(Entries from a dataset)
* * * * *
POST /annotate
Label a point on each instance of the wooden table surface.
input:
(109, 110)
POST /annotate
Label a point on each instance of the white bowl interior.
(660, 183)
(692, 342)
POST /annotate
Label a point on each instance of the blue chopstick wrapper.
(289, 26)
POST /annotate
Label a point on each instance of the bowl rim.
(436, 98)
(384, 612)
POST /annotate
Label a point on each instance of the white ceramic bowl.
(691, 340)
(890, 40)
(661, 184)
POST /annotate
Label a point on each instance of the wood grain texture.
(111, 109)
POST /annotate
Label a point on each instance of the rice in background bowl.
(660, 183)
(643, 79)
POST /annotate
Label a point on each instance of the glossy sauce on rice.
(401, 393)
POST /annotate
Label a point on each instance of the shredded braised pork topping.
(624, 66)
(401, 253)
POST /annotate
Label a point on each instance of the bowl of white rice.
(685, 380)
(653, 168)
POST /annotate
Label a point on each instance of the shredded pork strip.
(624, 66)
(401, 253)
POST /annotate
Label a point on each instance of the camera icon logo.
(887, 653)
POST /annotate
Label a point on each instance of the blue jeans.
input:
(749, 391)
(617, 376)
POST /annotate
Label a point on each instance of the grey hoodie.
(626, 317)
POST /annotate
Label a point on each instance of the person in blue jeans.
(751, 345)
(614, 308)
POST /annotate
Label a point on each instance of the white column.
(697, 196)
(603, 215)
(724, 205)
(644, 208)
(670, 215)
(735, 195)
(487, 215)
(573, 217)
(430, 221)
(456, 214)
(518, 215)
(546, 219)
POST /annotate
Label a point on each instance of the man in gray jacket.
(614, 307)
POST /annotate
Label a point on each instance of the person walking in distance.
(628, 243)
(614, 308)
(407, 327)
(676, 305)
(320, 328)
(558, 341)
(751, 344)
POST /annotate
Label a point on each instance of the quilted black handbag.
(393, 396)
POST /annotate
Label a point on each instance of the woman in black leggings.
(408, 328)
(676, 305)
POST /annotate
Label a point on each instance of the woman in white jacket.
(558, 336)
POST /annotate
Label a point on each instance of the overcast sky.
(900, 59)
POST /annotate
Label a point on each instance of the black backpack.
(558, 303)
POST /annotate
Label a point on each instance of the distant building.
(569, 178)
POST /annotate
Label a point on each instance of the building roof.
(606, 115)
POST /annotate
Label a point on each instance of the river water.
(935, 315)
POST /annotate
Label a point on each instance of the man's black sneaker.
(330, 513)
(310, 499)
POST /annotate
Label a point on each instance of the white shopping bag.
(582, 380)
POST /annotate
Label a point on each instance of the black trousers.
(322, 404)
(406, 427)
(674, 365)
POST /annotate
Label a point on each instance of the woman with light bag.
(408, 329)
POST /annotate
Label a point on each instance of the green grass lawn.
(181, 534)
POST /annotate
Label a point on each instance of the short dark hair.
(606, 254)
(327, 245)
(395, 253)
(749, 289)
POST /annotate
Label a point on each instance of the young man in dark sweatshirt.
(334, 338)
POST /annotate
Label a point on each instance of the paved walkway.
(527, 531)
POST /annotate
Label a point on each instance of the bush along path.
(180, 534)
* * * * *
> **Exercise**:
Repeat every entry word for word.

> **Output of the exercise**:
POST /annotate
Label a point on each instance of the wooden table surface.
input:
(109, 110)
POST /annotate
Label a point on each instance of the white bowl interior.
(660, 183)
(692, 342)
POST /annotate
Label a point on each instance of the blue chopstick wrapper.
(289, 26)
POST /annotate
Label a point on each instance of the bowl rim.
(436, 98)
(384, 612)
POST /annotate
Label a point on each instance of the white ceramic bowl.
(691, 340)
(890, 40)
(661, 184)
POST /annotate
Label a point on each instance of the wood grain texture.
(111, 109)
POST /annotate
Label a point on each instance of the rice in background bowl.
(660, 183)
(643, 79)
POST /annotate
Label a point on each instance of the glossy sauce on rice.
(401, 393)
POST /annotate
Label a point on each instance of the shredded braised pork topping.
(624, 66)
(401, 253)
POST /annotate
Label a point on each instance of the bowl of white rice.
(685, 380)
(653, 168)
POST /annotate
Label a point on each instance of the shredded pork strip.
(624, 66)
(401, 253)
POST /annotate
Label a point on each instance of the camera icon logo.
(887, 653)
POST /annotate
Label a point on each instance of the blue jeans.
input:
(749, 391)
(617, 376)
POST /annotate
Label a point on each instance of the grey hoodie.
(626, 317)
POST /annotate
Label a point on each instance of the person in blue jeans.
(751, 345)
(614, 308)
POST /annotate
Label a point on each instance of the white column.
(697, 196)
(603, 215)
(724, 205)
(644, 208)
(670, 215)
(735, 195)
(487, 215)
(573, 217)
(430, 221)
(456, 214)
(518, 215)
(546, 219)
POST /annotate
Label a point on each instance of the man in gray jacket.
(614, 307)
POST /annotate
Label a point on each instance of the person walking in distance.
(628, 243)
(614, 308)
(407, 327)
(676, 305)
(320, 328)
(558, 341)
(751, 344)
POST /annotate
Label a point on each instance of the quilted black handbag.
(393, 396)
POST /annotate
Label a point on each instance of the woman in black leggings.
(408, 328)
(676, 305)
POST /annotate
Label a point on each instance of the woman in white jacket.
(558, 336)
POST /annotate
Label a point on each instance of the overcast sky.
(900, 59)
POST /annotate
Label a point on each instance of the black backpack.
(558, 303)
POST /annotate
Label a point on each instance of the distant building.
(569, 178)
POST /annotate
Label a point on each instance of the building roof.
(606, 115)
POST /annotate
Label a point on each instance of the river water.
(935, 315)
POST /annotate
Label a point on each instance of the man's black sneaker.
(330, 513)
(310, 499)
POST /annotate
Label a point on each instance of the white shopping bag.
(582, 380)
POST /annotate
Label a point on each instance of the black trousers.
(322, 404)
(406, 427)
(674, 365)
POST /annotate
Label a point on each instance of the woman with light bag.
(408, 329)
POST /annotate
Label a point on each instance of the green grass lawn.
(181, 534)
POST /annotate
Label a point on each instance of the short dark hair.
(606, 254)
(327, 245)
(395, 253)
(749, 289)
POST /annotate
Label a point on each instance of the young man in dark sweatshirt.
(334, 338)
POST /annotate
Label a point on each instance of the paved walkway.
(527, 531)
POST /annotate
Label a point on each instance of the bush along path.
(180, 534)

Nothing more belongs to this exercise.